→ YOUR TASK: Retype, exactly as they stand, the lines from the start of the data to the line that contains "Format: [624,171]", both ends included. Leave the pictures out.

*** TASK MATERIAL

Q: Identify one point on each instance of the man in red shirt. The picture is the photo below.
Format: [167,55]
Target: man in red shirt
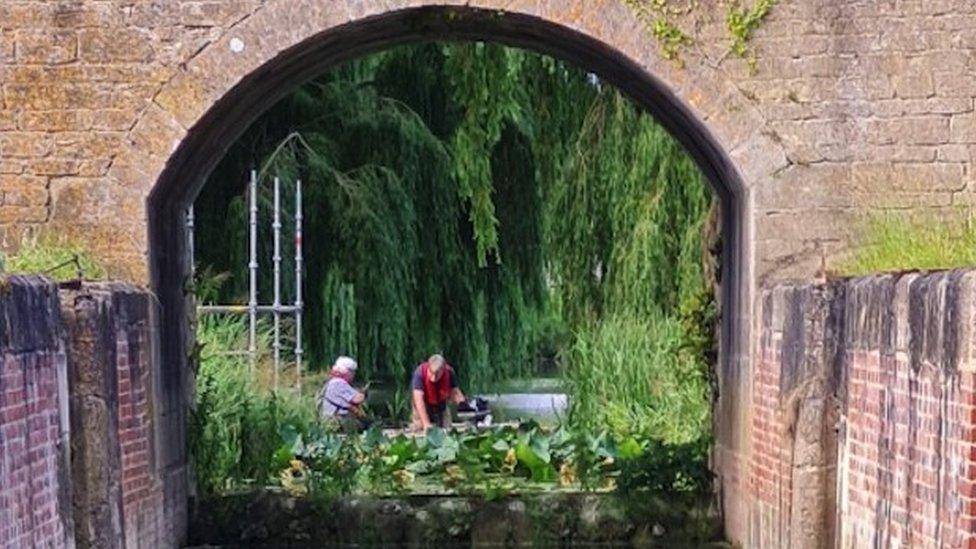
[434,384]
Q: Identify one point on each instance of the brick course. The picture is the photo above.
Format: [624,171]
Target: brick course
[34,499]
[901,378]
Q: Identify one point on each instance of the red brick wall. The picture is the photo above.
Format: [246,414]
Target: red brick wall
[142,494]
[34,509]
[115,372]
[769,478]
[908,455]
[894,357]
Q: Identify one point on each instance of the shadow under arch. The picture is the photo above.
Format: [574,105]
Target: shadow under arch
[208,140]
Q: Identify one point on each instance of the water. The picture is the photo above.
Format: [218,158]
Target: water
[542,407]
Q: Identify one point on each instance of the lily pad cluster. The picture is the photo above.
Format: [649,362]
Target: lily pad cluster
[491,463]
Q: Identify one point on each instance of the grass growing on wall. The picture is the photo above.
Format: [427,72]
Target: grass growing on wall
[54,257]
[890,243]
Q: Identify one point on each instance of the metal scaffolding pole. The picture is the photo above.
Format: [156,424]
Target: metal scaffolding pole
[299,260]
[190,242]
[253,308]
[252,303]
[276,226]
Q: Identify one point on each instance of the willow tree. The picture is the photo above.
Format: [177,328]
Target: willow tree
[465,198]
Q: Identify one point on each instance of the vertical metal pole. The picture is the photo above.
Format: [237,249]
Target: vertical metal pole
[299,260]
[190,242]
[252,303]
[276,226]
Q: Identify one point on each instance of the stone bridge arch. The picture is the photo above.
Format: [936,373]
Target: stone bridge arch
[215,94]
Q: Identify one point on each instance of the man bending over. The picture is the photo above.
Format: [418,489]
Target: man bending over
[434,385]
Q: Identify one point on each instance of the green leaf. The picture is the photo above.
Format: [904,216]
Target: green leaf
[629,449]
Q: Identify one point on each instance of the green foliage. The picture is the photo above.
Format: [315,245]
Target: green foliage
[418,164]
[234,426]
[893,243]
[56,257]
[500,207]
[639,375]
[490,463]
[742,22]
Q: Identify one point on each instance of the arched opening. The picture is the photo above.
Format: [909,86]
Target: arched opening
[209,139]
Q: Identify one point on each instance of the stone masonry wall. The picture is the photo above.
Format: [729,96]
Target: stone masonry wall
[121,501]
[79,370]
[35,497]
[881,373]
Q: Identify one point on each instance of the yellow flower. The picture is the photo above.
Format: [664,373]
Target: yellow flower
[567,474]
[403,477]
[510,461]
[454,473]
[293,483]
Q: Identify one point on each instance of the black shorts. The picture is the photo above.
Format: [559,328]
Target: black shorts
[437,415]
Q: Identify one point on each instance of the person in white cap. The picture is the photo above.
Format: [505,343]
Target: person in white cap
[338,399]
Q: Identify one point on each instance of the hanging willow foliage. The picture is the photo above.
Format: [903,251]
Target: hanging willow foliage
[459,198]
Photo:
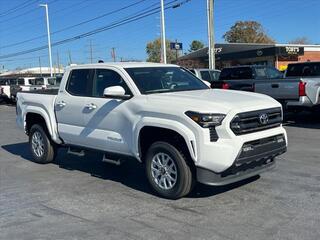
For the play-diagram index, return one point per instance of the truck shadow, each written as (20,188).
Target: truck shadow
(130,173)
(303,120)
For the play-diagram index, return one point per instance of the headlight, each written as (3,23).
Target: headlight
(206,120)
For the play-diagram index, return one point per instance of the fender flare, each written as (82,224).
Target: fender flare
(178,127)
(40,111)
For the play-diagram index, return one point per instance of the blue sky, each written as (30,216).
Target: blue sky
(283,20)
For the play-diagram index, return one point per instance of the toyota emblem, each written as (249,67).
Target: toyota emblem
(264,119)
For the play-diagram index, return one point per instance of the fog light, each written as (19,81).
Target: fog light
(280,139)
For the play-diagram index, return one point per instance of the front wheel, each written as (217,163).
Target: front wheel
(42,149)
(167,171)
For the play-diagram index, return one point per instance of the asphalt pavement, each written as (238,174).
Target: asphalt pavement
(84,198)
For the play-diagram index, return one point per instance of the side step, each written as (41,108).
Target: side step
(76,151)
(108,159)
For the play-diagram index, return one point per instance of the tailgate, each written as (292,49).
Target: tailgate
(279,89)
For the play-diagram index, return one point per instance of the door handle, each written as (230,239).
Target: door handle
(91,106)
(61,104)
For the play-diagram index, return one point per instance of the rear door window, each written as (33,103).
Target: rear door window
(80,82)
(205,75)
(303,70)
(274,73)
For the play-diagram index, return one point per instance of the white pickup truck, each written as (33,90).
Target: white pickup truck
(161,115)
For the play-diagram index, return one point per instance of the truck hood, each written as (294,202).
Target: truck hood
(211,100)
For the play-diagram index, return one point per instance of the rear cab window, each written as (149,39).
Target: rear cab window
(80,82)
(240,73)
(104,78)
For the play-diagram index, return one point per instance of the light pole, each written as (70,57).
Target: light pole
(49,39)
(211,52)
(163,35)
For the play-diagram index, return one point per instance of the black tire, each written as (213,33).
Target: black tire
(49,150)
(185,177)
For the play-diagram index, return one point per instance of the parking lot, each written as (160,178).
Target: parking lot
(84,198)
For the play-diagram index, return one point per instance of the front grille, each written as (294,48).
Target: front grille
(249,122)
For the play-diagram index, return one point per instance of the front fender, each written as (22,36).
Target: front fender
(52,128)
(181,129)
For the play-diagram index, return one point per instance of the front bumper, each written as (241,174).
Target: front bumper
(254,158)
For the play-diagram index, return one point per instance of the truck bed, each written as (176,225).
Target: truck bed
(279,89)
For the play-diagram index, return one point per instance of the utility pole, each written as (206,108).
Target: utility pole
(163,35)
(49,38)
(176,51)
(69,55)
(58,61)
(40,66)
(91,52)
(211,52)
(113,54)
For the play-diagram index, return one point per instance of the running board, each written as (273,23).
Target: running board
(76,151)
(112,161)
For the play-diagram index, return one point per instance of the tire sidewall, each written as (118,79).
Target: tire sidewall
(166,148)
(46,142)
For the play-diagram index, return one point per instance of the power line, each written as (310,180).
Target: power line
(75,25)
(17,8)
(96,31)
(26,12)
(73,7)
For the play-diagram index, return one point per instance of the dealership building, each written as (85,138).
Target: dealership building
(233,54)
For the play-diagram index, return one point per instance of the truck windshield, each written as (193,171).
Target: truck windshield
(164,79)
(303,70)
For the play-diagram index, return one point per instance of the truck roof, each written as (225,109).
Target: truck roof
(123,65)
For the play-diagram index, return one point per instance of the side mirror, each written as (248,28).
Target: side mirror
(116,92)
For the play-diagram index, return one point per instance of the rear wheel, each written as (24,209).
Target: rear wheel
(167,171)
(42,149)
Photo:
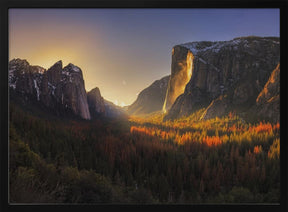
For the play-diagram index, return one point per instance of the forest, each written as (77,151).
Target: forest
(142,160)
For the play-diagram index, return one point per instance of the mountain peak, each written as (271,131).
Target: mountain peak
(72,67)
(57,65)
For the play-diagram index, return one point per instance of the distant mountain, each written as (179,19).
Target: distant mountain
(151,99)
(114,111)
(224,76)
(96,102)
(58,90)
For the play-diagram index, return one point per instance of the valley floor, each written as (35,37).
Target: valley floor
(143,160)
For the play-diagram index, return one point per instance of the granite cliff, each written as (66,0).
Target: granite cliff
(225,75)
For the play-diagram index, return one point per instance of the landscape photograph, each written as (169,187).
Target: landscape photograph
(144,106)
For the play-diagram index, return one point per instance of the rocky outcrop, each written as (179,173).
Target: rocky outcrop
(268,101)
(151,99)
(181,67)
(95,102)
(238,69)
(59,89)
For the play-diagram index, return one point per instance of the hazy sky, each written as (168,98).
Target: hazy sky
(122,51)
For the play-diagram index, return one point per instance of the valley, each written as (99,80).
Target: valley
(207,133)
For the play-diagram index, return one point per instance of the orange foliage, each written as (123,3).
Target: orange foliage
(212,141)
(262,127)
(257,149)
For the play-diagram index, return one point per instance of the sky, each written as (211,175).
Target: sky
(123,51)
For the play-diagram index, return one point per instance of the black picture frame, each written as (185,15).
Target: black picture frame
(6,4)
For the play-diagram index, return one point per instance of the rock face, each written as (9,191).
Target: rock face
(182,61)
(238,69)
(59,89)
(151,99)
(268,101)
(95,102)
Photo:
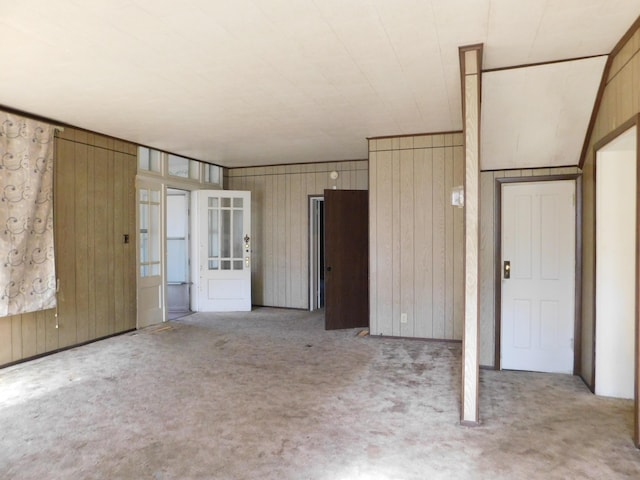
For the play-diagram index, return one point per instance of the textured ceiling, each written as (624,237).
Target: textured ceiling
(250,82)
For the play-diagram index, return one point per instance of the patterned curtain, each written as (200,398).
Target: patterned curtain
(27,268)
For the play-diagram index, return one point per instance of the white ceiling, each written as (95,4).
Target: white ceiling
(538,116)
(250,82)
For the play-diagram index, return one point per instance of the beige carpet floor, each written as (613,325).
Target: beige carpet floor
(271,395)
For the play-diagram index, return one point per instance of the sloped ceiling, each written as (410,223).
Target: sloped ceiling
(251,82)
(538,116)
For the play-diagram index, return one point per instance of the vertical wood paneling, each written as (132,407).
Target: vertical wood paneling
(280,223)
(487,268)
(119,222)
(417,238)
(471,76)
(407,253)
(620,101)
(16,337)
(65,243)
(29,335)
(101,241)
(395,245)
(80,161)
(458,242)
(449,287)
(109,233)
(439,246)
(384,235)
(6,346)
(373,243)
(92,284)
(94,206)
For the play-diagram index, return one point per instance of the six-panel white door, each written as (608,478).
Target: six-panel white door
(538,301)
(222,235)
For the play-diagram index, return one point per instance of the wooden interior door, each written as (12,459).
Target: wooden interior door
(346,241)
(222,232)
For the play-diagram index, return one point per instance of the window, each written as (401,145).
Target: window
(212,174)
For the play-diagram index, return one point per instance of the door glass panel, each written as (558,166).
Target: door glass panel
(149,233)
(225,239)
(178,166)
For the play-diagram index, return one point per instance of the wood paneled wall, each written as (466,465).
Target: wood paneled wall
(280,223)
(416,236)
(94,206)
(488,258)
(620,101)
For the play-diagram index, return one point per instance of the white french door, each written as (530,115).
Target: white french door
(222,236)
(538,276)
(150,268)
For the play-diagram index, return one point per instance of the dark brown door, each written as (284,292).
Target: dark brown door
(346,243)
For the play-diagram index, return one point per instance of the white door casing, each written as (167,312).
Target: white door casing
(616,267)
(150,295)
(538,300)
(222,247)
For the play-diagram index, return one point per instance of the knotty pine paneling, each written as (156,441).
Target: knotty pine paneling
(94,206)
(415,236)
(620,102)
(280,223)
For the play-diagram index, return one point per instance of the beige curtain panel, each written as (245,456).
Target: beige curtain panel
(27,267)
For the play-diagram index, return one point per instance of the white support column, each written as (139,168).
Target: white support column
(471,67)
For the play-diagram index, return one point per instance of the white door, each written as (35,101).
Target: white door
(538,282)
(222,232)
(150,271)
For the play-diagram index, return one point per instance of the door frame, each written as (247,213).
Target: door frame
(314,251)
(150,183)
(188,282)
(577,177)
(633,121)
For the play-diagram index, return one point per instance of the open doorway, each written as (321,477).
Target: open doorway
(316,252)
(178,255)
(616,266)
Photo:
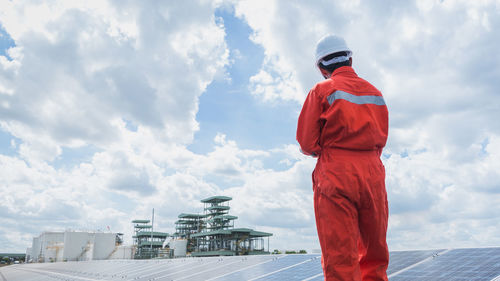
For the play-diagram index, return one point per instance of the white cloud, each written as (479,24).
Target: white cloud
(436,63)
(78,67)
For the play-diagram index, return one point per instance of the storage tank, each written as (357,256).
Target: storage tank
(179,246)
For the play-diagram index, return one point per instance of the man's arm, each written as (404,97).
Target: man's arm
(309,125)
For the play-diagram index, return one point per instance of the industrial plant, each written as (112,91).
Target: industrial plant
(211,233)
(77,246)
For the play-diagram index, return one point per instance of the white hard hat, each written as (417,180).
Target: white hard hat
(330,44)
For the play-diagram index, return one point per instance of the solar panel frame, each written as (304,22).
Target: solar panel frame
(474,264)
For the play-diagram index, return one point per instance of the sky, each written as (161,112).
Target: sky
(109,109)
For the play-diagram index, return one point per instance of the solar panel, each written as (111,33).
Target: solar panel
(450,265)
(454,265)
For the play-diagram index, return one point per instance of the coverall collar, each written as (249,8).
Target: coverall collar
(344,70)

******

→ TASK ANSWER:
Q: Identify one point on each instance of the man in red shirt. The picture is the photo below.
Format: [167,55]
Target: man in red shirt
[434,384]
Q: Identify one point on each instance of the brick course. The picture is the photo above.
Format: [624,171]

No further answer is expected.